▶ [Task brief]:
Every line of the records below that has the word "fire" should be copied.
-- Input data follows --
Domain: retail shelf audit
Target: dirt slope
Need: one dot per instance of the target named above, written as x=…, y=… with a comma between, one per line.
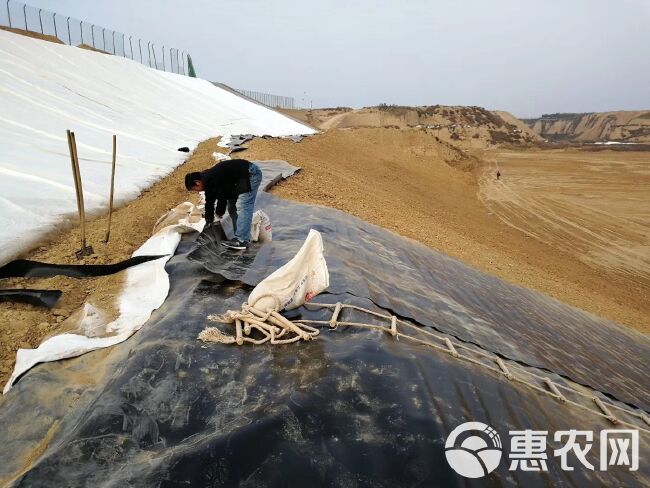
x=474, y=127
x=594, y=205
x=402, y=180
x=628, y=126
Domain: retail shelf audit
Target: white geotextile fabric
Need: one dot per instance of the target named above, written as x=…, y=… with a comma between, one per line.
x=145, y=289
x=46, y=88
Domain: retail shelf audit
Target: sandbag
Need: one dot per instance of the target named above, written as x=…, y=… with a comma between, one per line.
x=295, y=283
x=261, y=229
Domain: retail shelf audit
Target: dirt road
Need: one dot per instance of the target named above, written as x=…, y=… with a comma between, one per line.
x=595, y=206
x=406, y=181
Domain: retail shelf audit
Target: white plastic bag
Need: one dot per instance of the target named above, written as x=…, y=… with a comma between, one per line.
x=261, y=229
x=295, y=283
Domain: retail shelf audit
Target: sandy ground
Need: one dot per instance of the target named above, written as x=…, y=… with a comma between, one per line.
x=595, y=206
x=406, y=181
x=26, y=325
x=420, y=187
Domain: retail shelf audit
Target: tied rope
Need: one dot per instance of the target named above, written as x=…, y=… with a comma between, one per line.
x=278, y=330
x=271, y=325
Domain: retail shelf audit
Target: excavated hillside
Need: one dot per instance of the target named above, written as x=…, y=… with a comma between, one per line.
x=624, y=126
x=477, y=127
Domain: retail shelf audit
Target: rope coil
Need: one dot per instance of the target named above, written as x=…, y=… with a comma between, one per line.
x=276, y=329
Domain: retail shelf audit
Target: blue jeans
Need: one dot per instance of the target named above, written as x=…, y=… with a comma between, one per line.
x=241, y=210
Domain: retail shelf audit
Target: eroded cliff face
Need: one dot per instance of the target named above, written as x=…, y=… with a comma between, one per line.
x=624, y=126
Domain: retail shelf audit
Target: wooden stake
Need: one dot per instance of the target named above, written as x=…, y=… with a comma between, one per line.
x=110, y=201
x=72, y=143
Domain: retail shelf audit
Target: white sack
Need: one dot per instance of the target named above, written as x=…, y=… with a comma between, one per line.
x=261, y=230
x=297, y=281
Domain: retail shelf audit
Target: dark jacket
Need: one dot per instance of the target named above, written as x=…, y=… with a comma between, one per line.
x=224, y=181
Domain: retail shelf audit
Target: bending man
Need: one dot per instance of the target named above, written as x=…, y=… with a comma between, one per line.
x=232, y=184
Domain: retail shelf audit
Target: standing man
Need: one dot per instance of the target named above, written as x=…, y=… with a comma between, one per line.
x=232, y=183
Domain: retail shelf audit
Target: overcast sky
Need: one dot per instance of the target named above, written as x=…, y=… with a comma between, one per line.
x=525, y=56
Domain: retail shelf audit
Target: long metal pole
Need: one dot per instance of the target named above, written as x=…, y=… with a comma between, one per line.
x=78, y=188
x=110, y=200
x=153, y=48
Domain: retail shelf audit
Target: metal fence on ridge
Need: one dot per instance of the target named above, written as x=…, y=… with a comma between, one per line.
x=273, y=101
x=75, y=32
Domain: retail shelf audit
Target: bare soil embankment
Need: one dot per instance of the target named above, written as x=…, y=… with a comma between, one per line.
x=409, y=182
x=623, y=126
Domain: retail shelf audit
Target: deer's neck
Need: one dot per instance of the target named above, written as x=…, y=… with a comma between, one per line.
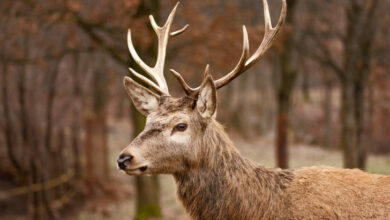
x=229, y=186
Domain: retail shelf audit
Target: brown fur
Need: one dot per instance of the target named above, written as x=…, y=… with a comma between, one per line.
x=228, y=186
x=215, y=182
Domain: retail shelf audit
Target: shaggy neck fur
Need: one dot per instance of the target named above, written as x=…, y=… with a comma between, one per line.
x=227, y=186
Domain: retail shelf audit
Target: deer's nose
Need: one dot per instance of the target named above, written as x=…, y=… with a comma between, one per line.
x=124, y=161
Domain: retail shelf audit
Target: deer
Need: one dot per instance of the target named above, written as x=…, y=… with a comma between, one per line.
x=214, y=181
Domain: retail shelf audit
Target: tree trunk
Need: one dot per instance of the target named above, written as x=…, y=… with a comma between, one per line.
x=8, y=128
x=286, y=84
x=327, y=136
x=348, y=133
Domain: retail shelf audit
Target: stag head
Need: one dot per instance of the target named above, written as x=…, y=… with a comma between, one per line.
x=174, y=137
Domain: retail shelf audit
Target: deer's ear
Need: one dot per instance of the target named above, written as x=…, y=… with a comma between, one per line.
x=207, y=98
x=144, y=100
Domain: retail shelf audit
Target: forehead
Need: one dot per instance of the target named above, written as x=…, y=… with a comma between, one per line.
x=169, y=106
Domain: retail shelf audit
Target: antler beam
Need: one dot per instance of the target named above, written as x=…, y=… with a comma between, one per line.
x=157, y=71
x=245, y=63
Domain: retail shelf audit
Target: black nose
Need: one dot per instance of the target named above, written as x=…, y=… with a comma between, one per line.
x=124, y=161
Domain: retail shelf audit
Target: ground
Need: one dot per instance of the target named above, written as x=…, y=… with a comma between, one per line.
x=260, y=150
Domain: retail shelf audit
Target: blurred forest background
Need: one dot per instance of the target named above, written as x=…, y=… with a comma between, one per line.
x=320, y=96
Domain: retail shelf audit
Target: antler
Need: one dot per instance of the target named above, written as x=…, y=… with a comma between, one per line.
x=244, y=63
x=156, y=72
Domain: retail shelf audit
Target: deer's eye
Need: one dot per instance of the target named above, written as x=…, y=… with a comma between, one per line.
x=181, y=127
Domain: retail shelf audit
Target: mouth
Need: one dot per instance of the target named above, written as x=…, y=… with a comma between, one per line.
x=137, y=171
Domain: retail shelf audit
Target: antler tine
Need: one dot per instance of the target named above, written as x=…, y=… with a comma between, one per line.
x=157, y=71
x=240, y=65
x=180, y=31
x=187, y=89
x=147, y=81
x=270, y=35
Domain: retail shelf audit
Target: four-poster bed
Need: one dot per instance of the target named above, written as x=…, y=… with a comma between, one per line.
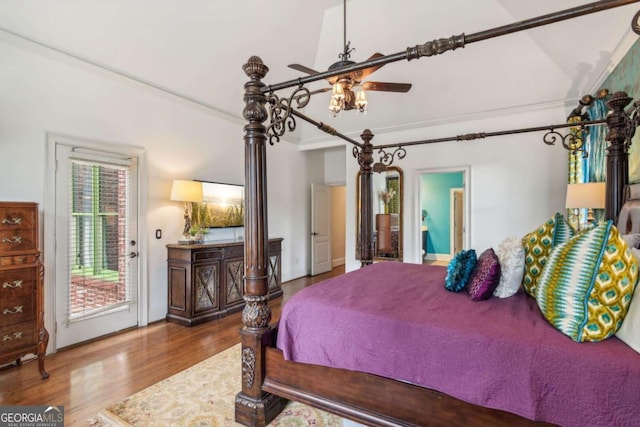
x=267, y=378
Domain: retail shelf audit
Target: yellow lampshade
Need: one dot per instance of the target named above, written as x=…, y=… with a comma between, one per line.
x=186, y=191
x=587, y=195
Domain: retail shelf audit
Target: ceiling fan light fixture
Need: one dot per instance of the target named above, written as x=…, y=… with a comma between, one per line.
x=338, y=91
x=361, y=101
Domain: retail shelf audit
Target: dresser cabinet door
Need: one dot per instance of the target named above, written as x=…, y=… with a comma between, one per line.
x=206, y=287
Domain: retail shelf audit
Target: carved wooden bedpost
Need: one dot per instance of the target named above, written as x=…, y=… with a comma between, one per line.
x=617, y=154
x=365, y=160
x=253, y=406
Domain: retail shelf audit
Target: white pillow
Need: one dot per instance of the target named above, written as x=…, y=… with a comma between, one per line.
x=629, y=331
x=511, y=256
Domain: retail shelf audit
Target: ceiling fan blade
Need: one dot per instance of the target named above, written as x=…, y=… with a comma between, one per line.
x=326, y=89
x=302, y=68
x=386, y=87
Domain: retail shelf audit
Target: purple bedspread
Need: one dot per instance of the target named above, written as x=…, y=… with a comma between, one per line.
x=397, y=320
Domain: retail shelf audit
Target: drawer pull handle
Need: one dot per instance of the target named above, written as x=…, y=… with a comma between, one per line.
x=16, y=220
x=15, y=240
x=16, y=336
x=17, y=309
x=16, y=284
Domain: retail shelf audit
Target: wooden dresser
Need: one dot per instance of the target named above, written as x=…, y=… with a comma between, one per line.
x=206, y=281
x=22, y=329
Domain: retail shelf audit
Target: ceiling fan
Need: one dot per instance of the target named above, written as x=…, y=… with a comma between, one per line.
x=343, y=96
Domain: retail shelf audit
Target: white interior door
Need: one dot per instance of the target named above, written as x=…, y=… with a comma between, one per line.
x=320, y=228
x=96, y=255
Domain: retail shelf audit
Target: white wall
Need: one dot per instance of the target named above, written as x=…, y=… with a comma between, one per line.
x=516, y=182
x=335, y=165
x=42, y=93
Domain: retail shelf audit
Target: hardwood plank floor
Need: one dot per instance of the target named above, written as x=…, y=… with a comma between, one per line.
x=88, y=377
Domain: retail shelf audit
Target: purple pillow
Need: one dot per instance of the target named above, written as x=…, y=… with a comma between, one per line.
x=485, y=276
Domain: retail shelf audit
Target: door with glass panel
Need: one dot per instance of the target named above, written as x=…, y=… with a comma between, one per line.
x=96, y=243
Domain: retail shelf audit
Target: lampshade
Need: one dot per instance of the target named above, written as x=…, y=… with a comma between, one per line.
x=186, y=191
x=587, y=195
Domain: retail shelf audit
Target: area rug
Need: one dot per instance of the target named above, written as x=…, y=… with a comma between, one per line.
x=200, y=396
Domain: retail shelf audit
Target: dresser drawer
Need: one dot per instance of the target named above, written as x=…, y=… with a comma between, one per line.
x=6, y=261
x=17, y=218
x=17, y=309
x=17, y=336
x=17, y=240
x=17, y=282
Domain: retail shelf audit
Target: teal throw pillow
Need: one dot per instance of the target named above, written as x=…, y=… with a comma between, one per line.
x=459, y=270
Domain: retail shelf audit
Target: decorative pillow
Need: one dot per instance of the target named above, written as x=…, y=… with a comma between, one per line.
x=459, y=270
x=629, y=331
x=537, y=246
x=586, y=286
x=485, y=276
x=633, y=240
x=511, y=257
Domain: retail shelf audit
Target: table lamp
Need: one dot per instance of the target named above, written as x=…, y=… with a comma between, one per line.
x=589, y=195
x=186, y=192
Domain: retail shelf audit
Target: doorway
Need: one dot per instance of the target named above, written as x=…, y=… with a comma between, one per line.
x=444, y=207
x=96, y=258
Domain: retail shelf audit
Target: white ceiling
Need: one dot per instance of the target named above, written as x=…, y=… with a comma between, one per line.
x=194, y=50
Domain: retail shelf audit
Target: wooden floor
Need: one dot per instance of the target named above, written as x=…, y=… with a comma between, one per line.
x=86, y=378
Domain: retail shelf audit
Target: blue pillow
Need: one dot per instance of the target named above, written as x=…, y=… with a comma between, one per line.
x=459, y=270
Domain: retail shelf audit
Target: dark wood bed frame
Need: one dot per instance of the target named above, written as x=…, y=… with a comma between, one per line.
x=267, y=379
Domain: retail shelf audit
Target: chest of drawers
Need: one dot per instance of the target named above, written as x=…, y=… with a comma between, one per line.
x=22, y=328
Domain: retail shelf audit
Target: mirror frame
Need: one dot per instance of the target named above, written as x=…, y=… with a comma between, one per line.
x=376, y=201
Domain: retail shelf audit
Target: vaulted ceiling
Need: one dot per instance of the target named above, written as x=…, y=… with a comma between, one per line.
x=194, y=51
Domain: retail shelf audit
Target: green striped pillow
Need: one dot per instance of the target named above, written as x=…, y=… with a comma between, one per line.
x=537, y=246
x=587, y=284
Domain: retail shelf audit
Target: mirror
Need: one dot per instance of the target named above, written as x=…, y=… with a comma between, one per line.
x=387, y=202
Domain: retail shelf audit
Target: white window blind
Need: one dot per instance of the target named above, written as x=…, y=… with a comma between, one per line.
x=99, y=267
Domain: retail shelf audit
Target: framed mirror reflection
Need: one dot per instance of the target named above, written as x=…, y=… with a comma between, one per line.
x=387, y=202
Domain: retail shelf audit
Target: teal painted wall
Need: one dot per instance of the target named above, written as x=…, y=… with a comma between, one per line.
x=626, y=77
x=435, y=192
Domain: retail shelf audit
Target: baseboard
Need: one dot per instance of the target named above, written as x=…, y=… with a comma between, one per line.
x=288, y=275
x=438, y=257
x=155, y=315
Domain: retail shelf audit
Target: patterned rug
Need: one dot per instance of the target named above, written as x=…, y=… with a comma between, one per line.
x=201, y=396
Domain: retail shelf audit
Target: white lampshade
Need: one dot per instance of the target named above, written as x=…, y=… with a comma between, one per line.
x=186, y=191
x=587, y=195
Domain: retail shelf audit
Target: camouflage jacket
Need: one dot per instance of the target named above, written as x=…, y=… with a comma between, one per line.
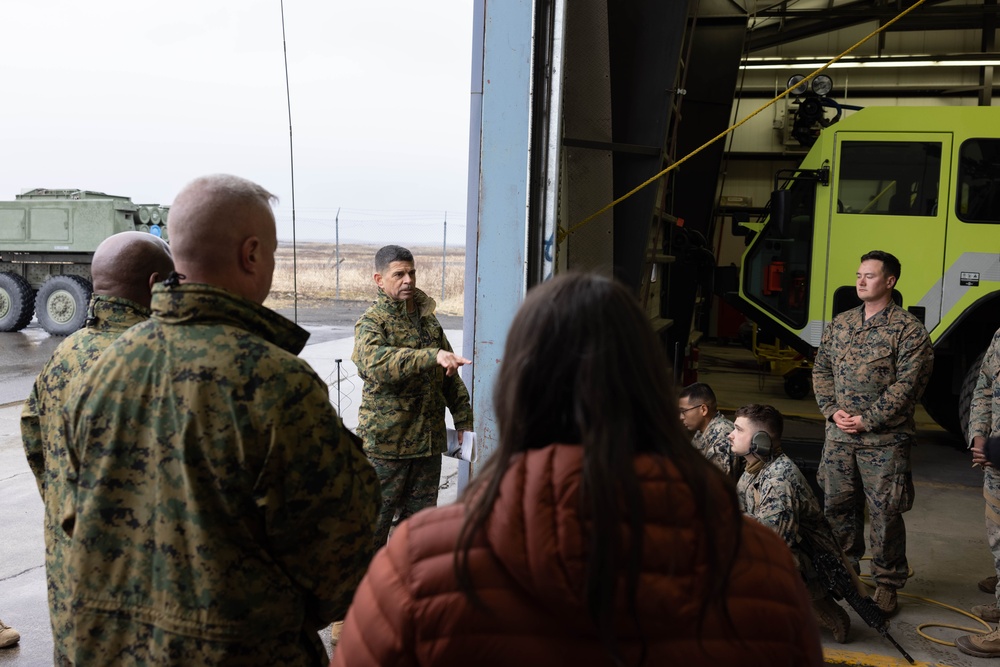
x=779, y=497
x=41, y=420
x=984, y=413
x=405, y=392
x=714, y=443
x=222, y=512
x=877, y=368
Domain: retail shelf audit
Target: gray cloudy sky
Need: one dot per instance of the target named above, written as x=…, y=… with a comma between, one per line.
x=137, y=97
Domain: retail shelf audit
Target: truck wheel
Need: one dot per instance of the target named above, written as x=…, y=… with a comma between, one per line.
x=62, y=304
x=17, y=302
x=965, y=398
x=940, y=402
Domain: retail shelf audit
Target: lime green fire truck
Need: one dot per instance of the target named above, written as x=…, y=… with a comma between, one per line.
x=920, y=182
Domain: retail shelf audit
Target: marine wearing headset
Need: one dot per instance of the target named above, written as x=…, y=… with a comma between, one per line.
x=773, y=490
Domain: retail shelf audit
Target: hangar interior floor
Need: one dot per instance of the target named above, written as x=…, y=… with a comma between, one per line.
x=945, y=530
x=946, y=537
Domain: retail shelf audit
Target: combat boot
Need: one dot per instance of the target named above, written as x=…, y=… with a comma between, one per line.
x=981, y=646
x=987, y=612
x=833, y=617
x=8, y=635
x=885, y=598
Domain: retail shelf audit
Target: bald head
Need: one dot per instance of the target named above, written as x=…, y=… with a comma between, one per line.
x=222, y=233
x=128, y=264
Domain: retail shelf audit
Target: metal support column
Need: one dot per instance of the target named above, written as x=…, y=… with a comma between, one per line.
x=495, y=276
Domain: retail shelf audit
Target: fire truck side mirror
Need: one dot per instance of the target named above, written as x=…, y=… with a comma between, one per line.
x=780, y=210
x=738, y=218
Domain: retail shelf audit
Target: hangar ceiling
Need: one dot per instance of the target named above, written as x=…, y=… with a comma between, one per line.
x=944, y=48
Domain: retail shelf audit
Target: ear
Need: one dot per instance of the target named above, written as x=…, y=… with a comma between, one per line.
x=250, y=254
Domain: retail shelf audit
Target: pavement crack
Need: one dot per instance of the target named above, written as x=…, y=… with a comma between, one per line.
x=15, y=576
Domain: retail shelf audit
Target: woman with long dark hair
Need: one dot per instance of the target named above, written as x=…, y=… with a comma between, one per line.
x=595, y=534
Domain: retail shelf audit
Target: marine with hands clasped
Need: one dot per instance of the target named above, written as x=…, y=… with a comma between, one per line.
x=871, y=368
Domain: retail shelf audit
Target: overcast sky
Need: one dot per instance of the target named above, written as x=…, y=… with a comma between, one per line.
x=136, y=98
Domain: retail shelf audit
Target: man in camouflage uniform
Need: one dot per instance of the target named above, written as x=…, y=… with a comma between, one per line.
x=984, y=424
x=410, y=377
x=700, y=414
x=774, y=491
x=222, y=514
x=872, y=366
x=124, y=269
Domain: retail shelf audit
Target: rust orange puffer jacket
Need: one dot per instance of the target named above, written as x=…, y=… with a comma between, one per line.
x=528, y=567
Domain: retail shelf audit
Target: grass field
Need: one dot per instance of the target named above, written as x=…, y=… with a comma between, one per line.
x=315, y=275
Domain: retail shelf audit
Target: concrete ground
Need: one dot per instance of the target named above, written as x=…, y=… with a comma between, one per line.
x=23, y=603
x=945, y=530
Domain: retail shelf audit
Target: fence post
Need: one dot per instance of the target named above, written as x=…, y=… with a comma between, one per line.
x=444, y=253
x=339, y=414
x=336, y=226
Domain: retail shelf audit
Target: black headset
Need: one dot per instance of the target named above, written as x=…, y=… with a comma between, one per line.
x=760, y=445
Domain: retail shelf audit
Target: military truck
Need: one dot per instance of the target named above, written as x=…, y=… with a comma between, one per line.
x=920, y=182
x=47, y=241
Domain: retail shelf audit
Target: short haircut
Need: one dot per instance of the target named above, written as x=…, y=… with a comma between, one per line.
x=389, y=254
x=890, y=265
x=766, y=417
x=699, y=392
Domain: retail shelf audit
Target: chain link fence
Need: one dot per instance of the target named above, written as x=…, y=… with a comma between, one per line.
x=341, y=267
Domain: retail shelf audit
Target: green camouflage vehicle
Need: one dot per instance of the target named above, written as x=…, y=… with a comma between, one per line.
x=47, y=242
x=920, y=182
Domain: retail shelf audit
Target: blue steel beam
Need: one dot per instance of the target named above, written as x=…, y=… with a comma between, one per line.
x=495, y=278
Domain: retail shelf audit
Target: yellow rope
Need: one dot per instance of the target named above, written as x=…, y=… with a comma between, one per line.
x=920, y=628
x=561, y=233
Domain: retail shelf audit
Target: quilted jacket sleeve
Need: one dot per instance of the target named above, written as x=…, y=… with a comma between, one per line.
x=378, y=629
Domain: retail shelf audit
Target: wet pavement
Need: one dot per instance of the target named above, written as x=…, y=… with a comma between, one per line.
x=23, y=603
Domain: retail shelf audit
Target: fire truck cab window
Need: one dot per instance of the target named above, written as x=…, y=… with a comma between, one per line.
x=889, y=178
x=978, y=197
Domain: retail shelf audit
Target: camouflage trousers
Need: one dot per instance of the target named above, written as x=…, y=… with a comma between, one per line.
x=408, y=486
x=991, y=492
x=882, y=478
x=58, y=580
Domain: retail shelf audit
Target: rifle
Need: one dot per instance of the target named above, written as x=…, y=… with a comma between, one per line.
x=837, y=580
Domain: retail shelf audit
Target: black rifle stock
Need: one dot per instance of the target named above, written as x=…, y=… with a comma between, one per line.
x=837, y=580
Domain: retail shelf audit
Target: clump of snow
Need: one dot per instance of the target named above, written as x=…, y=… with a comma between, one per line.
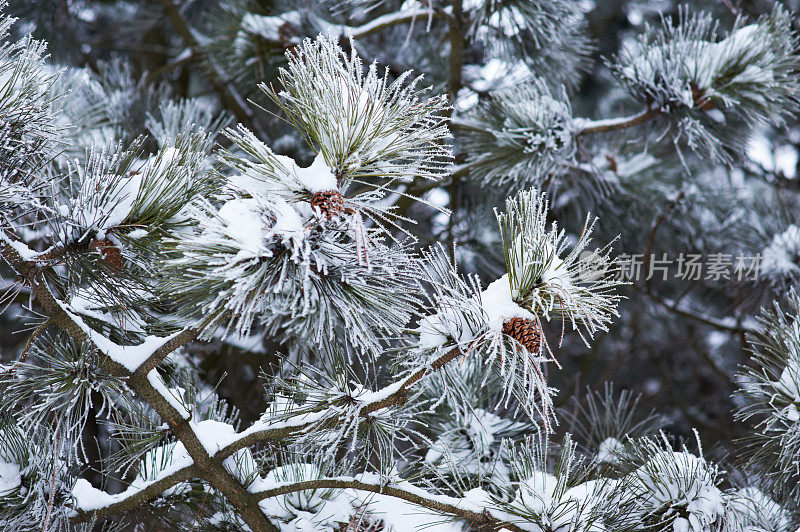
x=214, y=435
x=156, y=464
x=782, y=256
x=321, y=510
x=171, y=395
x=499, y=305
x=610, y=450
x=688, y=64
x=452, y=323
x=10, y=477
x=673, y=480
x=753, y=509
x=561, y=509
x=473, y=445
x=244, y=225
x=317, y=177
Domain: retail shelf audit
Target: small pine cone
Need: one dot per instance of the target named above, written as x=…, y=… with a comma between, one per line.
x=701, y=100
x=524, y=331
x=109, y=253
x=330, y=203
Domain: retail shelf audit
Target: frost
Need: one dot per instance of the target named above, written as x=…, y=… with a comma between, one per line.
x=171, y=395
x=401, y=516
x=610, y=450
x=451, y=323
x=156, y=464
x=672, y=479
x=782, y=256
x=318, y=177
x=473, y=445
x=10, y=478
x=320, y=510
x=754, y=508
x=269, y=28
x=244, y=225
x=555, y=508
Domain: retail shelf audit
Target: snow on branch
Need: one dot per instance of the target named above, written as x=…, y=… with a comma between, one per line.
x=703, y=82
x=363, y=125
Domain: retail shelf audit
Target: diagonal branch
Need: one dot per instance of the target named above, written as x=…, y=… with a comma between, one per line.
x=392, y=395
x=137, y=497
x=447, y=505
x=588, y=127
x=209, y=468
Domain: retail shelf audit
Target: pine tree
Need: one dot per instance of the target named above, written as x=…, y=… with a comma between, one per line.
x=332, y=266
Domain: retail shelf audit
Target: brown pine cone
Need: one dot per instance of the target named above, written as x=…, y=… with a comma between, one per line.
x=524, y=331
x=109, y=253
x=330, y=203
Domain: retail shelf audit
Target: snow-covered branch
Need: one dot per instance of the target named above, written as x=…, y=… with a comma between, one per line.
x=463, y=508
-- Input data concluded --
▶ [Reply]:
Target: lime green fire truck
Target: fire truck side mirror
Target: fire truck cab window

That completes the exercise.